## Work to do
(a) Decide whether each statement agrees with the performance description. For each, answer yes or no and quote the deciding words. (i) The library is filled with books. (ii) The woman at the piano recites the history of the house and the family lineage in Welsh. (iii) The Italian Drawing Room is brightly lit.
(b) According to the performance description, which poem is heard in the very quiet recording, and who wrote it?
(c) Write out word for word the part of the performance description that begins with "As with all" and ends after "nature of the piece.".

## Source passage

>>

As with all such spaces, a house dictates the movements and directions of those within. In devising a piece to be performed here, the house naturally enforced the general structure of the piece. The place, in all its permutations - literal, notional and imaginary, leads the performative nature of the piece.

 

The Structure

 

From memory, the structure of the piece proceeded as follows. Entering the wooden hallway through the main entrance, the audience is called into the library to sit and wait. During the waiting a woman in contemporary dress (black suit) sits at the grand piano at the far end of the library. The library has no books, it is filled with chairs facing the piano, and its walls are full of family oil portraits. The woman at the piano is attempting to play/remember a piece of music. She then sets up her sound-recording equipment, and records detailed information about the history of the house and the family lineage that she herself recites, in Welsh. She also walks about the room, recording ‘silent’ time, which when rewound and played back at high volume reveals a soundscape of quiet noises (some barely audible) that increase in volume until a voice is heard reciting English poetry. The noises on tape vary. It is possible to make out the sound of footsteps on a wooden floor, the sound of a grandfather clock, the tinkling of a cup on saucer, a piano being played, and an excessively quiet recording of poetry (‘Remember’ by Christina Rossetti). The recording is not clear, and is designed to be heard as a silence ‘ghosted’ by sounds. This section of the performance is very still: the performer listens intently and stares at the enormous family portraits on the library walls. It appears as an attempt to encounter absence. On hearing the poetry on tape the performer attempts to rewind and replay the sound louder, with greater clarity. But when tampered with, the sound tape appears to yield no noise at all, apart from the hum of recorded silence. It appears that any attempt to record or capture what is ‘present’ here is going to be difficult. There is no immediate understanding of environment here; this is a place of layers, ambiguous and reticent.

 

After a brief moment of disclosure the Library is empty and silent. From here the audience is led, via an adjoining door in the Library wall panelling, to the Italian Drawing Room, which is shuttered and dark. Here the performer from the Library, armed with tape recorder, becomes an Intruder. While the Intruder is entering with the audience, a figure emerges from behind a screen. She is the Lady in Black, and she moves slowly to sit at the farthest end of the room, by the fireplace, and in slow motion pours herself a cup of tea. She reads her book, seemingly oblivious to the Intruder. The Intruder however, moves towards her tentatively, and begins to ask questions in Welsh, recording with her sound equipment. The Lady in Black gives no direct response to the questioning, though she does read aloud from her book of poems in English (verses by Elizabeth Barret-Browning and Emily Dickinson). These may be perceived as answers to the questions posed in Welsh; on the other hand, it may appear that the Lady in Black has no awareness at all of the Intruder’s presence, as she shows no sign of  having ‘seen’ or ‘heard’ the Intruder. The dialogue follows a pattern of question and response:

 

Intruder:                       Pwy ydych chi? (Who are you?)

<<

## Excerpted records

>>

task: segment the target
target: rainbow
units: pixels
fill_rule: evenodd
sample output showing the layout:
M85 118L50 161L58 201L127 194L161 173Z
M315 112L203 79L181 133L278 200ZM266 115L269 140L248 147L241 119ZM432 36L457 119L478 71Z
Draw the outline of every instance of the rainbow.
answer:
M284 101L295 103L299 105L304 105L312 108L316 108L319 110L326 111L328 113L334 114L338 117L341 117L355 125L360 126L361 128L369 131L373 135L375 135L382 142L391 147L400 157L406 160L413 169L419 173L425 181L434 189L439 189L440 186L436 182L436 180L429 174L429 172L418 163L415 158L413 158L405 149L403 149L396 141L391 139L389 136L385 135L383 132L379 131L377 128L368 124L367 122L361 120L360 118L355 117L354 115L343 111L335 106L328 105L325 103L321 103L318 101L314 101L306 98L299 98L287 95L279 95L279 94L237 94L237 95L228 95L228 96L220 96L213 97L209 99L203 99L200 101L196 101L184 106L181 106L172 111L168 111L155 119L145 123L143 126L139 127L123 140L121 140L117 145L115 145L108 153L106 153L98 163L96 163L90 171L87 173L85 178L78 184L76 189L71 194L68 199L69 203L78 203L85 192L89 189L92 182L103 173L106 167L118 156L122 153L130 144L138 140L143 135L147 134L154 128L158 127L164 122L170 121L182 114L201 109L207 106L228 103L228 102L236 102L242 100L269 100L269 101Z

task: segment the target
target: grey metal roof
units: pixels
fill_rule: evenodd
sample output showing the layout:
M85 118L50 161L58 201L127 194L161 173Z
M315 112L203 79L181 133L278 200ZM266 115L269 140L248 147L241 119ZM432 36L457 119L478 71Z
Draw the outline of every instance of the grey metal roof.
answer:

<<

## Responses per task
(a)
(i) No: "The library has no books, it is filled with chairs facing the piano"
(ii) Yes: "records detailed information about the history of the house and the family lineage that she herself recites, in Welsh"
(iii) No: "which is shuttered and dark"

(b) "Remember" by Christina Rossetti.

(c)
As with all such spaces, a house dictates the movements and directions of those within. In devising a piece to be performed here, the house naturally enforced the general structure of the piece. The place, in all its permutations - literal, notional and imaginary, leads the performative nature of the piece.